-- start of PASSAGE --

Equivalent Stress σ_v,Mises from Basic Stresses

σ_{v, Mises} = \sqrt{\frac{1}{2} [(σ_{1} - σ_{2})^{2} + (σ_{1} - σ_{3})^{2} + (σ_{2} - σ_{3})^{2}]}

Equivalent Stress σ_v,Mises from Principal Stresses

According to the Tresca hypothesis, the following stress is used:

Surfaces:

σ_{v} = \sqrt{{(σ_{x} - σ_{y})}^{2} + 4 {τ_{x y}}^{2}}

Equivalent Stress According to Tresca

Solids:

σ_{v, Tresca} = max (|σ_{1} - σ_{2}|; |σ_{2} - σ_{3}|; |σ_{3} - σ_{1}|)

-- end of PASSAGE --

PROBLEMS AND TASKS
a. According to the text on equivalent stress, how is the Tresca equivalent stress for solids determined?
b. Carry the text on equivalent stress forward from the point where it stops.
You will not need the material for either task.

-- start of SUPPLIED INFORMATION --

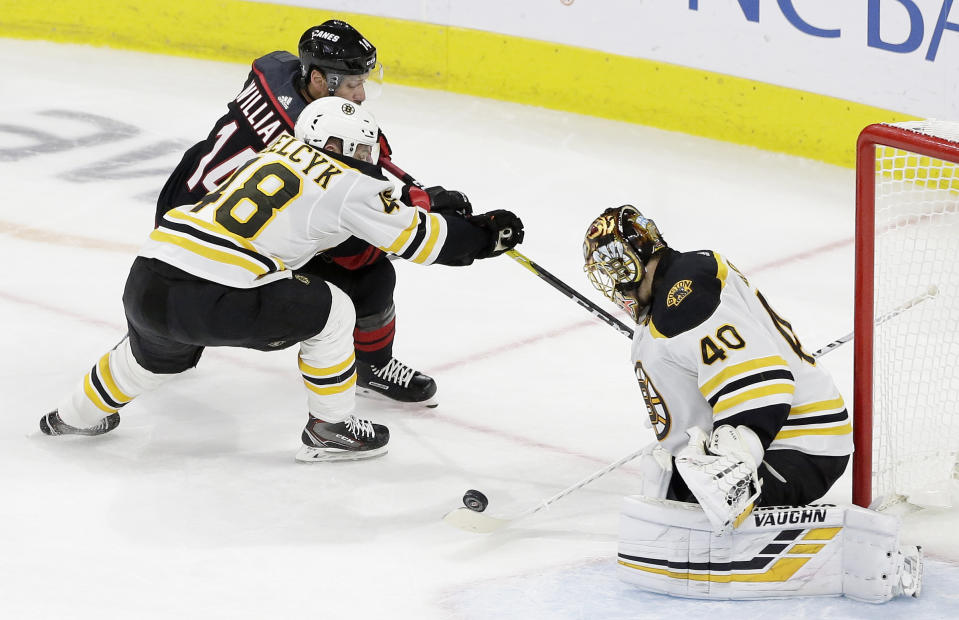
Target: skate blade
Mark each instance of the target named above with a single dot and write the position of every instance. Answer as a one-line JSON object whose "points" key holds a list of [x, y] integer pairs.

-- end of SUPPLIED INFORMATION --

ANSWERS PROVIDED
a. It is the maximum of |σ1 − σ2|, |σ2 − σ3| and |σ3 − σ1|.

b.
Equivalent Stress σ_v,Tresca

According to the Drucker-Prager hypothesis, the following stress is used for surfaces and solids:

σ_{v} = \frac{m - 1}{2} (σ_{1} + σ_{2} + σ_{3}) + \frac{m + 1}{2} \sqrt{\frac{1}{2} [{(σ_{1} - σ_{2})}^{2} + {(σ_{2} - σ_{3})}^{2} + {(σ_{3} - σ_{1})}^{2}]}

m = \frac{σ_{c}}{σ_{t}}

σ_c	Limit stress for compression
σ_t	Limit stress for tension

Yield Criterion According to Drucker-Prager

According to the Mohr-Coulomb hypothesis, the following stress is used for surfaces and solids:

σ_{v} = \frac{m + 1}{2} m a x \{|σ_{1} - σ_{2}| + K (σ_{1} + σ_{2}), |σ_{2} - σ_{3}| + K (σ_{2} + σ_{3}), |σ_{3} - σ_{1}| + K (σ_{3} + σ_{1})\}

K = \frac{m - 1}{m + 1}

m = \frac{σ_{c}}{σ_{t}}

Mohr – Coulomb

Isotropic Nonlinear Elastic (Members)

The functionality largely corresponds to that of the isotropic plastic (members) material model. The difference is that no plastic strain remains after the unloading.

Isotropic Nonlinear Elastic (Surfaces/Solids)

The functionality largely corresponds to that of the isotropic plastic (surfaces/solids) material model. The difference is that no plastic strain remains after the unloading.

Isotropic Damage (Surfaces/Solids)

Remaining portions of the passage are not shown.